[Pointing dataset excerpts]
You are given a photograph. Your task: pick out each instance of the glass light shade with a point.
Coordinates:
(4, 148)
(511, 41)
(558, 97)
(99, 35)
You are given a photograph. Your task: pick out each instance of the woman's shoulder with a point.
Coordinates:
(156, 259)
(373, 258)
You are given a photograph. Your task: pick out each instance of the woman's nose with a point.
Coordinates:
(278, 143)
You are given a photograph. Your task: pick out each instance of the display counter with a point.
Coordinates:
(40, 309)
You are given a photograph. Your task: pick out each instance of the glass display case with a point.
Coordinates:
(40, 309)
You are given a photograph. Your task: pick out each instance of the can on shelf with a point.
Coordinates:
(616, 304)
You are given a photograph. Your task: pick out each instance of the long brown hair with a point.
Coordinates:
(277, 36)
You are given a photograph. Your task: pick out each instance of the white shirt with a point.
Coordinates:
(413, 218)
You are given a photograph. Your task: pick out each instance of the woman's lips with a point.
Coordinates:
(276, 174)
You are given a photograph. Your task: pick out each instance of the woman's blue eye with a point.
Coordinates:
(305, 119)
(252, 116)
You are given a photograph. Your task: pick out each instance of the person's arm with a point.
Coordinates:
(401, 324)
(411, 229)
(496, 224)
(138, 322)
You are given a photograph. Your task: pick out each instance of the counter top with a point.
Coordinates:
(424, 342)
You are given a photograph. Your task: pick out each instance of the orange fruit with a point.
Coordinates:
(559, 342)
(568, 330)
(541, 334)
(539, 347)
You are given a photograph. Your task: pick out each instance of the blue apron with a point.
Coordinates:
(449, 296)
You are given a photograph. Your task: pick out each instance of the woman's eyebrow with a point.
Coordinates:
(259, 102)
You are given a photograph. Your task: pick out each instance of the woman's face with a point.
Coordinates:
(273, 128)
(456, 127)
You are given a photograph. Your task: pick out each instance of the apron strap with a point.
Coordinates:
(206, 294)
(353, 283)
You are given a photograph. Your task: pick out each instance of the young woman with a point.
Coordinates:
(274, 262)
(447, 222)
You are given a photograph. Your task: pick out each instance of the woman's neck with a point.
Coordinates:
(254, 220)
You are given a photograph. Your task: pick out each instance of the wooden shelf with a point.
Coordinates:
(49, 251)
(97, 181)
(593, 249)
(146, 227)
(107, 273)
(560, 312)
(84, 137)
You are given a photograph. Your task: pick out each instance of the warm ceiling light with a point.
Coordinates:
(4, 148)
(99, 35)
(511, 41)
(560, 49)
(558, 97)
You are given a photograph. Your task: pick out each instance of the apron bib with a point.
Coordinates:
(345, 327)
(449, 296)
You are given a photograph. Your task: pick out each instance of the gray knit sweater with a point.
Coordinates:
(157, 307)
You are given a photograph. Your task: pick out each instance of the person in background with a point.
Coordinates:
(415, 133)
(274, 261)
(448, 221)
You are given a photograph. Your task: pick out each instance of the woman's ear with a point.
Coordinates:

- **WRITTEN EXERCISE**: Go back to the data above and please quote exactly, and only, the lines from the line with "eye with a point." through its last line.

- **EXERCISE RESULT**:
You are given a photograph. Your task: pick out each instance of the woman's blue eye with a point.
Coordinates:
(305, 119)
(252, 116)
You are given a photograph. Your task: pick out each instance of the person's arm with a point.
Coordinates:
(401, 324)
(411, 229)
(496, 224)
(138, 322)
You are given a photograph. Your task: pick out each instance of the counter top with a point.
Coordinates:
(424, 342)
You are given a photograph. Your task: pick out each instance of the orange fruit with a point.
Coordinates:
(559, 342)
(568, 330)
(541, 334)
(539, 347)
You are given a photograph. Your task: pick out each instance of the blue apron with a point.
Coordinates:
(449, 296)
You are given a photograph. Your task: pick out each instance of the woman's eyebrow with a point.
Coordinates:
(259, 102)
You are given a photograph. Your task: pick out each instance of the woman's face with a point.
Coordinates:
(273, 128)
(456, 127)
You are given a photograph. Your task: pick out each instance of the apron strap with a point.
Coordinates:
(206, 294)
(353, 283)
You are given a photograph. Your task: pick out each instance of the young woman with a point.
Coordinates:
(274, 262)
(447, 222)
You are given a photograph. Your task: pick out each instance of the woman's neck with a point.
Coordinates:
(254, 220)
You are given a photograph. Your task: pick out each instance of the wooden shelf with a point.
Coordinates:
(49, 251)
(97, 181)
(593, 249)
(146, 227)
(107, 273)
(560, 312)
(84, 137)
You are given a photograph. Your task: pick out each instance of the warm ceiling light with a point.
Coordinates:
(4, 148)
(99, 35)
(511, 41)
(560, 49)
(558, 97)
You are given a photograph. Your task: pick out each instance of the apron bib with a point.
Coordinates:
(345, 327)
(449, 296)
You are given a photograph. Your task: pick out each instance of the gray knit sweater with a point.
Coordinates:
(157, 307)
You are given a photograph. Your task: pick out each instance of the person in background with a point.
Coordinates:
(415, 133)
(274, 261)
(448, 221)
You are given a photograph. Your task: pick out each instance of the woman's ear with a point.
Coordinates:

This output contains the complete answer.